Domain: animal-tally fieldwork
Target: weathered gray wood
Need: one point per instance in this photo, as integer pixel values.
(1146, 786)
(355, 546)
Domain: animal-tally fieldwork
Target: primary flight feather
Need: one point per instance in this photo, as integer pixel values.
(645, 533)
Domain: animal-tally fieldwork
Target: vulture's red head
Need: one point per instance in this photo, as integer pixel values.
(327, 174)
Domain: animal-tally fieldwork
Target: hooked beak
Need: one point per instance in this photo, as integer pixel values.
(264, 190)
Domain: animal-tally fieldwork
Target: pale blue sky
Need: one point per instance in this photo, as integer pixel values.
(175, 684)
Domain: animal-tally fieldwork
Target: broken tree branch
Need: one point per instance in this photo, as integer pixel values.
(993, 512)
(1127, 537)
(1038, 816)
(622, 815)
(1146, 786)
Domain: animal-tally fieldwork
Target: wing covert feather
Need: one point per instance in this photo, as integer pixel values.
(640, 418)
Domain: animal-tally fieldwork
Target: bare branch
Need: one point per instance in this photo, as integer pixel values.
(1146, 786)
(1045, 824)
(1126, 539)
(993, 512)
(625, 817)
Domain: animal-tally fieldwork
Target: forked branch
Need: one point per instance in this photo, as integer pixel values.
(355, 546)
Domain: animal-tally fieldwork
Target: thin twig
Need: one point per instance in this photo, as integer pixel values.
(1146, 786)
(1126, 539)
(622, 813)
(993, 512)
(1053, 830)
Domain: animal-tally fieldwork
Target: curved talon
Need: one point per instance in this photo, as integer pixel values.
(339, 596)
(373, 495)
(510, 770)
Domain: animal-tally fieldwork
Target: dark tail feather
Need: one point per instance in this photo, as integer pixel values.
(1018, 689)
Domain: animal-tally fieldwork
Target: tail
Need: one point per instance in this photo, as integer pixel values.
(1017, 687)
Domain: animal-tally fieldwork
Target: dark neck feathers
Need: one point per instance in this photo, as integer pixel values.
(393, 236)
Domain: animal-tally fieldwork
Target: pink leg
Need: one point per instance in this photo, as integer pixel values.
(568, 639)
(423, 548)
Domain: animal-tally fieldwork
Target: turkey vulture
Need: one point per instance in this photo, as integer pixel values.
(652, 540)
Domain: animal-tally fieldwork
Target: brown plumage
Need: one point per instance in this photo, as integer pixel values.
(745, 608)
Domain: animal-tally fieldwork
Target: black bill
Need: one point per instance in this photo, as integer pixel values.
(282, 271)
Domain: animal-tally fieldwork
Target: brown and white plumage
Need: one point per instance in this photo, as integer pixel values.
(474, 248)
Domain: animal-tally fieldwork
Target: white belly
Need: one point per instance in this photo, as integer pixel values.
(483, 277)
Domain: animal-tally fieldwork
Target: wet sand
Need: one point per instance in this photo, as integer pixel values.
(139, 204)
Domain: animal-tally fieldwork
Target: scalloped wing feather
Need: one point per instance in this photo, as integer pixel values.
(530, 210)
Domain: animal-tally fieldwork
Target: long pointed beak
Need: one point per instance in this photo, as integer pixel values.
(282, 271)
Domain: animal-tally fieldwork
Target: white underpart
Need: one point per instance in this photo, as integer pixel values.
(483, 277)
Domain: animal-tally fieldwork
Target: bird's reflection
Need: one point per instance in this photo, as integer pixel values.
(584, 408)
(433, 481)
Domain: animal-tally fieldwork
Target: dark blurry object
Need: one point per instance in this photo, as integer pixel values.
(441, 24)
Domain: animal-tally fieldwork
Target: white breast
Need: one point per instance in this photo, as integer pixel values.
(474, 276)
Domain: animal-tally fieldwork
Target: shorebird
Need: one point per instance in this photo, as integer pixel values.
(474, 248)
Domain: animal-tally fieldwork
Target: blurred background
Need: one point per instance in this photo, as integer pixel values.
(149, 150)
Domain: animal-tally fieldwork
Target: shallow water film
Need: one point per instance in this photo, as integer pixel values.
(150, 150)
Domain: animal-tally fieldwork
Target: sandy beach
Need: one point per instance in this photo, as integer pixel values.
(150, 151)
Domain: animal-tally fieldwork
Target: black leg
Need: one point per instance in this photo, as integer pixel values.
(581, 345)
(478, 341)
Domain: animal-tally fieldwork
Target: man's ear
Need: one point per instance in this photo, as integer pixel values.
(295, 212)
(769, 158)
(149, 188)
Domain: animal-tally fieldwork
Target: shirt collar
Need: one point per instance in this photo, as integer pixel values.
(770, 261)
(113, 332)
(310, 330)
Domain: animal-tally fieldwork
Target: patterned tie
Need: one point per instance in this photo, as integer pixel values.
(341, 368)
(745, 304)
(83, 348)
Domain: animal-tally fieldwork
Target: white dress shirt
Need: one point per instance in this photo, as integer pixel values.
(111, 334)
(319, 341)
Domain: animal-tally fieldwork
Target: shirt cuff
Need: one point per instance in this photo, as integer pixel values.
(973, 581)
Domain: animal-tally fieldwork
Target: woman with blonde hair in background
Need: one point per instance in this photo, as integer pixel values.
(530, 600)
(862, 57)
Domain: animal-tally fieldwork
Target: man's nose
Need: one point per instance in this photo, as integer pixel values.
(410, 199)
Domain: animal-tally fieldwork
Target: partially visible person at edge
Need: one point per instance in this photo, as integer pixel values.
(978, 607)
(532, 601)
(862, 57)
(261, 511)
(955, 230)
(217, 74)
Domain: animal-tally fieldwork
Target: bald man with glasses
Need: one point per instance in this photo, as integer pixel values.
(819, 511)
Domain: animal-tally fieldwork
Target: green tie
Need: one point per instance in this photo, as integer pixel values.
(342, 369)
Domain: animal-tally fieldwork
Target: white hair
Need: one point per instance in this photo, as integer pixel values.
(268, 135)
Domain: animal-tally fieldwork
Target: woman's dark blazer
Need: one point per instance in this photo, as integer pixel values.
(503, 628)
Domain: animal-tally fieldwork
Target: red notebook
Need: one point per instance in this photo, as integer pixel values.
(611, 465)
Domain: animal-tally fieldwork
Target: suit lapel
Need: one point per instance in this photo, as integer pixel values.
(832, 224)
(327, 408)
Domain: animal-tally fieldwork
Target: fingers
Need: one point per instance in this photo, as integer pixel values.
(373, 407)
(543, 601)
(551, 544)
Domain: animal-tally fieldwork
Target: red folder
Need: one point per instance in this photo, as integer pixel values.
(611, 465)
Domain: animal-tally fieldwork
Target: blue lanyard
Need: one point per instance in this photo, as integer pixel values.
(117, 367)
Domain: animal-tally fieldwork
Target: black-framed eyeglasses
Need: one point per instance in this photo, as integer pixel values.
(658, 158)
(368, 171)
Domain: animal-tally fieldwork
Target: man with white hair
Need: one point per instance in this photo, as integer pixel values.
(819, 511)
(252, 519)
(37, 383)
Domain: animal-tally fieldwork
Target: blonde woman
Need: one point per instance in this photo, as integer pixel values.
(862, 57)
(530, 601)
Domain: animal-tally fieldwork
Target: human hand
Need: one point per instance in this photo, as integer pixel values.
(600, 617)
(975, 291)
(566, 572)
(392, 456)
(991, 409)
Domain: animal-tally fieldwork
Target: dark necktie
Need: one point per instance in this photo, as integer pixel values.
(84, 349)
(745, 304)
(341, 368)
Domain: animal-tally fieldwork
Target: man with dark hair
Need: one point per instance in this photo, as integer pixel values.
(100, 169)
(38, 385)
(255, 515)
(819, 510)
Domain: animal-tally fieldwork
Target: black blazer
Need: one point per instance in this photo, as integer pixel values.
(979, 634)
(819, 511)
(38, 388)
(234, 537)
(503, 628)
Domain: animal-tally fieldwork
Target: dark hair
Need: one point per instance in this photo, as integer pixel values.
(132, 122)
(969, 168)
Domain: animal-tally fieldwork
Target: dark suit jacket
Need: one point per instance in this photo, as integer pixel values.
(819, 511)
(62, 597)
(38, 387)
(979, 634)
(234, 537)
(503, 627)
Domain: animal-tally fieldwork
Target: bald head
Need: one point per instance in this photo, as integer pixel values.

★ ★ ★

Task statement
Pick out each line in the records above that contains the word "brown".

Solution for this exercise
Target: brown plumage
Target: brown and white plumage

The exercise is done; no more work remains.